> [Text shown]
>>>

Once the power came back on and I was doing my devotional, a truth struck me. We are all powerless without God, unable to function as we should and to carry on with our daily life because we aren’t plugged into our power source. He is our only source of hope in a life that has some unexpected surprises sometimes.

Outside and Inside

I don’t know about you, but I am guilty of judging people by the way they look. If a big, hulking man is coming near me, I tend to shy away and look for the nearest “safe-looking” person. You may say to yourself that’s just my natural instinct to protect myself. But what if, instead of shrinking away, I were more accepting of differences and looked at others the way God sees them.

<<<

> [To do]
a) Please summarize the devotional passage above in two sentences.
b) In the devotional passage, who does the writer tend to shy away from when that person comes near?

(Source data)
>>>

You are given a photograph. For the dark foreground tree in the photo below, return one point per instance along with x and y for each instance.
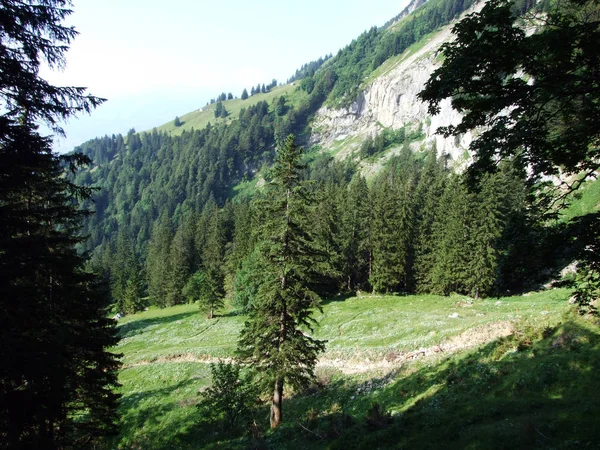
(56, 376)
(275, 340)
(535, 97)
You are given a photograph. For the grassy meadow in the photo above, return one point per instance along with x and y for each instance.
(201, 117)
(456, 372)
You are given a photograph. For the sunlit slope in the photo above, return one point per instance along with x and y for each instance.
(428, 359)
(199, 118)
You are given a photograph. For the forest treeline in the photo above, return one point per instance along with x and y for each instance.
(416, 227)
(165, 214)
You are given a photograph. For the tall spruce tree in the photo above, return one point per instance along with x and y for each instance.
(56, 375)
(356, 235)
(274, 340)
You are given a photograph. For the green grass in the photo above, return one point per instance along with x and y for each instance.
(584, 201)
(165, 354)
(200, 118)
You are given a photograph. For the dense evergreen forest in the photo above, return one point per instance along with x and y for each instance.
(170, 212)
(416, 227)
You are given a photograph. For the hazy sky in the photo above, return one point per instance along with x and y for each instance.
(154, 60)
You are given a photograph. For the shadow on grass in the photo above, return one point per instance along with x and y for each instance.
(138, 326)
(536, 389)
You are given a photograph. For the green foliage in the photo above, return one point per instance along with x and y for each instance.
(57, 378)
(166, 353)
(587, 280)
(204, 288)
(248, 279)
(272, 340)
(553, 126)
(229, 399)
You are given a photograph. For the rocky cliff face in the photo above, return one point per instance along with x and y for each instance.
(391, 101)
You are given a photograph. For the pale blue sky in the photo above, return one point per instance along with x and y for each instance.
(154, 60)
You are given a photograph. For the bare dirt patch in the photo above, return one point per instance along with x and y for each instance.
(363, 363)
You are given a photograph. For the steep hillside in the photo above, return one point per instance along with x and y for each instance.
(200, 118)
(388, 100)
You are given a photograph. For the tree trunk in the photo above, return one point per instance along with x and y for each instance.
(276, 412)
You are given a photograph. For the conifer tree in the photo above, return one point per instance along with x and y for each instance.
(431, 186)
(56, 375)
(158, 263)
(181, 262)
(452, 240)
(355, 234)
(274, 340)
(392, 229)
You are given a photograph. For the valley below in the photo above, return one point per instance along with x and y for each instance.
(449, 372)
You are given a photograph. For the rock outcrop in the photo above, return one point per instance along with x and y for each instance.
(390, 101)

<<<

> [Results for the exercise]
a) After the power comes back on, the writer realizes that people are powerless without God, their only power source and source of hope. The writer also admits to judging people by their looks and wonders about accepting differences and seeing others the way God sees them.

b) A big, hulking man.